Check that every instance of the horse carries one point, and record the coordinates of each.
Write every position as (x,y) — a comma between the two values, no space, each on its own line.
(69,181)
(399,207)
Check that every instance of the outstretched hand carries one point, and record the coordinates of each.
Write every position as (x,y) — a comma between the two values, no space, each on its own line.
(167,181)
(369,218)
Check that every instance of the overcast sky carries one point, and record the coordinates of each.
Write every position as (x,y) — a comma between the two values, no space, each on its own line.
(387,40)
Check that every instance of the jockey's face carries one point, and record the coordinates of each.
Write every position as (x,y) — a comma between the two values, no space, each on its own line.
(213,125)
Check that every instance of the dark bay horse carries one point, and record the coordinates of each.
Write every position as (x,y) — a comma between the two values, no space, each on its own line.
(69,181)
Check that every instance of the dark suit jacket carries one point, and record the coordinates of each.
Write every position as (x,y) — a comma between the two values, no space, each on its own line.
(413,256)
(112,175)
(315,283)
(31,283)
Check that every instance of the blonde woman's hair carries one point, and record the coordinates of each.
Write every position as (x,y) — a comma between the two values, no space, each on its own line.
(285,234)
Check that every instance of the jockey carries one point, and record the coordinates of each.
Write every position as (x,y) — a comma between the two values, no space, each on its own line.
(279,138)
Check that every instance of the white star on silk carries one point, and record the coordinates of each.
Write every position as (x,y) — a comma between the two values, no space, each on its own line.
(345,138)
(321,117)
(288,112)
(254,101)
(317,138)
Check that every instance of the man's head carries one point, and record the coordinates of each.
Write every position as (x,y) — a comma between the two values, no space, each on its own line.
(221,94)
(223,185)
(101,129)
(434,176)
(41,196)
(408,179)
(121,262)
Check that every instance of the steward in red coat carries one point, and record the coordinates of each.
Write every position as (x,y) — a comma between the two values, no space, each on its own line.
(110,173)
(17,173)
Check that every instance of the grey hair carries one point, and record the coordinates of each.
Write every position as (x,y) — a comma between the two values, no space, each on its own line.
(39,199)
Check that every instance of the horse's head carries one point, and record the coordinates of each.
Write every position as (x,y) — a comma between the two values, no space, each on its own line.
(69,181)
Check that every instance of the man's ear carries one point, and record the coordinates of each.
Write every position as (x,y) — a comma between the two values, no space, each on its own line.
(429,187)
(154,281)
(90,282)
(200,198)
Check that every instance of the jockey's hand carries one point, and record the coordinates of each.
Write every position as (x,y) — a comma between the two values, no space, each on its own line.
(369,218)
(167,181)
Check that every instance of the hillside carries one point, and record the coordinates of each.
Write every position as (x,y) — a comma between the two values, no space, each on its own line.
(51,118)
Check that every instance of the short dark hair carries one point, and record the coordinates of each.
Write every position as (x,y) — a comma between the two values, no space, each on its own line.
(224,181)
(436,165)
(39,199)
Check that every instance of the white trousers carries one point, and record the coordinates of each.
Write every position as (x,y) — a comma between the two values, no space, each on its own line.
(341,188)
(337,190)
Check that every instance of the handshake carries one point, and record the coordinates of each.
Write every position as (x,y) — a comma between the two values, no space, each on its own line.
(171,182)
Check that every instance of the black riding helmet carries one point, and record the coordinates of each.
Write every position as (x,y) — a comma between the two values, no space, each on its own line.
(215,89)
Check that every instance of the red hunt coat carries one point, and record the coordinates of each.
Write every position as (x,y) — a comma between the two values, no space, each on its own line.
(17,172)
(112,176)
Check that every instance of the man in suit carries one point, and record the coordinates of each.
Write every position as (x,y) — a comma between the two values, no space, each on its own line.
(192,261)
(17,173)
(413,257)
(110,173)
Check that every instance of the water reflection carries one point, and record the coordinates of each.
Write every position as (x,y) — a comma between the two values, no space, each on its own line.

--

> **What this task involves**
Starting with the line containing "Check that every instance of the man in" and going on through the end of the entries, repeat those lines with "coordinates" changed to "locations", keeping everything else the same.

> **Result**
Check that every instance of the man in suit carries one point, and record the locations of each.
Write every position as (x,y) — a comma between the two values, no space, each on its own line.
(192,261)
(17,173)
(413,257)
(110,173)
Check that every instance of the water reflection carries one point, and record the locations of each.
Write every position as (x,y) — a comma between the two values, no space, each on its own line.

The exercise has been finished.